● **Exercise details**
Write out exactly the lines from the one containing "box: [200, 441, 260, 463]" through the last line of the records below, including both.
== Information provided
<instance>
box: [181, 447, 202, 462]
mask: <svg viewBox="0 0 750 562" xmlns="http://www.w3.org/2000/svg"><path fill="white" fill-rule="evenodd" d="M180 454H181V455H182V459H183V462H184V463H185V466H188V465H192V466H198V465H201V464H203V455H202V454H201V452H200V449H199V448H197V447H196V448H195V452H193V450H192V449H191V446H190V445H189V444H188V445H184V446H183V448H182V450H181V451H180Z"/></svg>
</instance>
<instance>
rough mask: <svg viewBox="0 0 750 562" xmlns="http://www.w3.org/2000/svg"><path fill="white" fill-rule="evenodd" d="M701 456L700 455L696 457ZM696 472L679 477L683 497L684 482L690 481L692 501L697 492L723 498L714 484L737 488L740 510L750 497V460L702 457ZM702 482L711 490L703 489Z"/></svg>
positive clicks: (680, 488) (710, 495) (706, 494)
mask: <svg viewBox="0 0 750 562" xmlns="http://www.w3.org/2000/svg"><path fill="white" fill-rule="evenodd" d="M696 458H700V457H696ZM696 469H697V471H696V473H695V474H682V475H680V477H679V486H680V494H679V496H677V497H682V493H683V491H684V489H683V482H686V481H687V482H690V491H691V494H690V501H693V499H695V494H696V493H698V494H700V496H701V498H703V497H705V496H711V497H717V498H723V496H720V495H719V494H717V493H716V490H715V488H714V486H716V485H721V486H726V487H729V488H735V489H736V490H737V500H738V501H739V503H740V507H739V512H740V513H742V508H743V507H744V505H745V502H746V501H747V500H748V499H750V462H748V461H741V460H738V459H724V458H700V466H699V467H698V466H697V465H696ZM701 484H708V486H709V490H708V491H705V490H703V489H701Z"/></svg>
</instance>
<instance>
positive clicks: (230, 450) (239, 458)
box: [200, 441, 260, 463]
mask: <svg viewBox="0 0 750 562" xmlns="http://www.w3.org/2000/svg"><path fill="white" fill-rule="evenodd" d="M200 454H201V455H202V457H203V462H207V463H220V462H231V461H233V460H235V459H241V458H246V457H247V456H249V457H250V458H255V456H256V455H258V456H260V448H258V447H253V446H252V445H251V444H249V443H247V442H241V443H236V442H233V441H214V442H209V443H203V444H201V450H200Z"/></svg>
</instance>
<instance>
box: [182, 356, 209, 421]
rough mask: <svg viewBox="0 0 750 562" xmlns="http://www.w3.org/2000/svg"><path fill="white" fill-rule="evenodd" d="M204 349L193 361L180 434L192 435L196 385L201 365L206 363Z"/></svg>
====
● **Answer to the problem**
box: [200, 441, 260, 463]
mask: <svg viewBox="0 0 750 562" xmlns="http://www.w3.org/2000/svg"><path fill="white" fill-rule="evenodd" d="M200 454H201V455H202V457H203V462H207V463H220V462H231V461H233V460H235V459H241V458H246V457H247V456H249V457H250V458H255V456H256V455H258V456H260V448H258V447H253V446H252V445H251V444H249V443H247V442H241V443H236V442H233V441H214V442H209V443H203V444H201V450H200Z"/></svg>
</instance>
<instance>
box: [182, 356, 209, 421]
rough mask: <svg viewBox="0 0 750 562" xmlns="http://www.w3.org/2000/svg"><path fill="white" fill-rule="evenodd" d="M204 349L193 361L180 434L192 435L196 385L201 365L206 363Z"/></svg>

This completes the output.